— START OF Extracted text —

Amy Williams

Our thirty-first member of the month is Amy Williams


UCRF is running a ‘Member of the Month’ feature on this blog, where a member, selected at random from the membership database, is sent five questions to give us all an overview of our members. Our thirty-first participant, Amy Williams, is a fashion educator and researcher working at the intersection of fashion sustainability, organizational leadership, and gender equity, with a focus on the systemic barriers shaping women’s roles in the industry.

1 How would you sum up your research/practice?

My research and practice are grounded in social practice and systems change, particularly addressing power imbalances for women in society and the workplace. At the University of Southern California, where I teach in the Master of Sustainability Management program, I developed and teach the course Transforming Organizational Leadership for Sustainability, which explores leadership through an equity and sustainability lens.

— 2 How do you address fashion and sustainability in your work?

My foundation in fashion design serves as the experiential anchor of my work. Having trained in New York and worked extensively in global manufacturing for American, Canadian, and Japanese markets, I gained firsthand exposure to the unsustainable and inequitable practices embedded in global production. These experiences shape the core of my current teaching and research—using the “why” behind these practices to illuminate both the necessity and the possibility of change.

— 3 What are the conflicts you have encountered around fashion and sustainability in your work?

One major barrier I’ve encountered in advancing sustainability within fashion is institutional denial. Before the Rana Plaza disaster, the U.S. trade association largely dismissed sustainability as a fringe concern—a West Coast trend irrelevant to mainstream operations. This refusal to reassess growth models or governance standards kept the industry trapped in cycles of cost-driven efficiency rather than purpose-driven sufficiency. I believe it’s critical now to reorient business decision-making toward sufficiency, responsibility, and mindful resource use.

— 4 What do you consider the key sources and cases when it comes to fashion and sustainability?

— END OF Extracted text —
— START OF Stored data —

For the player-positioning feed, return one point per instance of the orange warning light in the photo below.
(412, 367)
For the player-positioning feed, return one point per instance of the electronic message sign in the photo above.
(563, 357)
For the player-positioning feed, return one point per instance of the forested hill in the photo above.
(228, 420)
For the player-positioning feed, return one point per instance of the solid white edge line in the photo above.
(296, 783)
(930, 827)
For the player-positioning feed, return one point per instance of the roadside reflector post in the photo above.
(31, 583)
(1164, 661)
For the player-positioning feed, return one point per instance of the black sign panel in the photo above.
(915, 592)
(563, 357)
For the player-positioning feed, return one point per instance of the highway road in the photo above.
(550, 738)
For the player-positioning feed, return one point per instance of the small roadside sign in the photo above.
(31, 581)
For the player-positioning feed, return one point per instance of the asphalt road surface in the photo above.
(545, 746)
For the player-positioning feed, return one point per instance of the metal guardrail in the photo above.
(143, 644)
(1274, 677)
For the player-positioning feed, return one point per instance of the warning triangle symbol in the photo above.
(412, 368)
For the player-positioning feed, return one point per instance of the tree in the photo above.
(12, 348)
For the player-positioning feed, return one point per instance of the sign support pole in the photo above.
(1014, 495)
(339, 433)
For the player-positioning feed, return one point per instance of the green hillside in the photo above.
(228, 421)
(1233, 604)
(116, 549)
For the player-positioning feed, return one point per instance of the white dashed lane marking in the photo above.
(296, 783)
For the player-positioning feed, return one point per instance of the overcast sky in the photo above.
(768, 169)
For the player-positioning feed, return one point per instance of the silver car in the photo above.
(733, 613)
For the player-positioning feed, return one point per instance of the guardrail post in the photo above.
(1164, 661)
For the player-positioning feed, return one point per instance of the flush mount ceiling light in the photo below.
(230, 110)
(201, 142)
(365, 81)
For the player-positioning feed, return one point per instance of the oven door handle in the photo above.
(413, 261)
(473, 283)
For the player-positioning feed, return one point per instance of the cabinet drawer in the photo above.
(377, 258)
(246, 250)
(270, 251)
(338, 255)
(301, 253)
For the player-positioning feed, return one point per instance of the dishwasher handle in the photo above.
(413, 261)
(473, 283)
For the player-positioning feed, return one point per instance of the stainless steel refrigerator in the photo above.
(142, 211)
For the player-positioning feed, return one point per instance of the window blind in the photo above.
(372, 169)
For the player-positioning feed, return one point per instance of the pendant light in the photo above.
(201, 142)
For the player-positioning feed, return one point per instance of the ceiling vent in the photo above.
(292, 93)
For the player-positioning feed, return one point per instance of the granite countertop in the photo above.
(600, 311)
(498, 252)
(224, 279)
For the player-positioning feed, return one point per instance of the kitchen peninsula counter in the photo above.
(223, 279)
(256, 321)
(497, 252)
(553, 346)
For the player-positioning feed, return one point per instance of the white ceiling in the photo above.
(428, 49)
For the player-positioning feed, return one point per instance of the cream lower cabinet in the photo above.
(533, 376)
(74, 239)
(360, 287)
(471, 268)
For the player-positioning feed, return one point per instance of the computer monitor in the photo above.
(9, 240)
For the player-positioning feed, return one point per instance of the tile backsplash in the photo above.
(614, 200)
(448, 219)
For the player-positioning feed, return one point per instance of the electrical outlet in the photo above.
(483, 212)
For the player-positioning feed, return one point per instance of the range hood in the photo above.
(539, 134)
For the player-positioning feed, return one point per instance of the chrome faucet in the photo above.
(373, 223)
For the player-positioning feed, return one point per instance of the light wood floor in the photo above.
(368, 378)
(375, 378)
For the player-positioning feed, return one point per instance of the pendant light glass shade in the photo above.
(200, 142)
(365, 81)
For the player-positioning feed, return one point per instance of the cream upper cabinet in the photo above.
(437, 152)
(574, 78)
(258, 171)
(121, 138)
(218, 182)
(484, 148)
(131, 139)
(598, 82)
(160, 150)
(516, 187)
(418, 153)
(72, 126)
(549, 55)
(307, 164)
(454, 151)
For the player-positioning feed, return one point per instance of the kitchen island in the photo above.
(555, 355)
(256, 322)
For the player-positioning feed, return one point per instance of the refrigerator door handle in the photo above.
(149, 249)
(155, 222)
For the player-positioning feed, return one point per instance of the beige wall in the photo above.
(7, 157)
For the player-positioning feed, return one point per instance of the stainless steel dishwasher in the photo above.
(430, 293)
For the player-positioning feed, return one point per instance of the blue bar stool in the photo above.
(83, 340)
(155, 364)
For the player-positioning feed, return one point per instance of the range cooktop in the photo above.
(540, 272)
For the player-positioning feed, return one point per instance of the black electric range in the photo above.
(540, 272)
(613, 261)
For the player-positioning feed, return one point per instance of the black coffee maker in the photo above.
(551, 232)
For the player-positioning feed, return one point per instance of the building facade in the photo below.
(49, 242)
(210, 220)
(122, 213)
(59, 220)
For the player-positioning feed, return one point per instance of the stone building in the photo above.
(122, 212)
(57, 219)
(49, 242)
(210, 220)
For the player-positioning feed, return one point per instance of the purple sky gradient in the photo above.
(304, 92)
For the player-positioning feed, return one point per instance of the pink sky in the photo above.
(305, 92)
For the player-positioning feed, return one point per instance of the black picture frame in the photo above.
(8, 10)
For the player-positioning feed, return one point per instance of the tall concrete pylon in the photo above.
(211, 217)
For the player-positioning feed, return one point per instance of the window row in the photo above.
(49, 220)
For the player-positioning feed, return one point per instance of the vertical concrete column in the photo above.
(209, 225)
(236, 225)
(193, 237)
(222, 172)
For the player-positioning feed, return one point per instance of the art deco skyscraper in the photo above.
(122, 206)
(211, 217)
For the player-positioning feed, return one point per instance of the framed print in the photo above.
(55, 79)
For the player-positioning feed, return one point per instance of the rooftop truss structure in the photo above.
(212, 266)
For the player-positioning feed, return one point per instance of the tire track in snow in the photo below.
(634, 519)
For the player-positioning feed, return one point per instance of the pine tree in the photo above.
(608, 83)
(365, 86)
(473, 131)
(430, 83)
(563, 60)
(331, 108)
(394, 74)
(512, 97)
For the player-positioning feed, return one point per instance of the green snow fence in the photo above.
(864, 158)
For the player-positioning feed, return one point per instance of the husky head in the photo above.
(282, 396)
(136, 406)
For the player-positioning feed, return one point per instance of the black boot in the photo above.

— END OF Stored data —

--- Exercise requirements ---
Could you carry on the Amy Williams interview from the point where it stops? The listing has no connection to the Amy Williams interview.

--- Written response ---
My work also examines gender imbalance in leadership within the fashion industry, questioning why so few women hold decision-making positions, despite representing much of the global fashion workforce. Reports from Marie ClaireThe New York Times (Eric Wilson), and studies by Glamour and McKinsey with the CFDA have periodically spotlighted this issue, but public discourse fades quickly. My research continues where those stories left off—investigating how bias, suppression, and systemic barriers push women out of traditional fashion roles, even as they emerge as leaders in sustainable business and nonprofit initiatives. And my dissertation preview: Sustainable Fashion: The Female Phenomenon.

— 5 Could you recommend some less-known sources or cases you think should be more widely shared?

Moving forward, I advocate for deeper financial analysis as a crucial, under-discussed area. The economic frameworks dictating scale and production volumes perpetuate both unsustainable practices and gendered inequities. By scrutinizing where funding flows—from trade organizations to brand foundations—and who controls those resources, we can better understand why sustainability progress remains uneven and why women founders face disproportionate challenges in accessing capital for change.

Part of my research has focused on the barriers for women, linking to surveys from McKinseys Women in Workplace annual studies including this one highlighting the rollback on female leadership support and education: 

Thank you Amy for sharing your work!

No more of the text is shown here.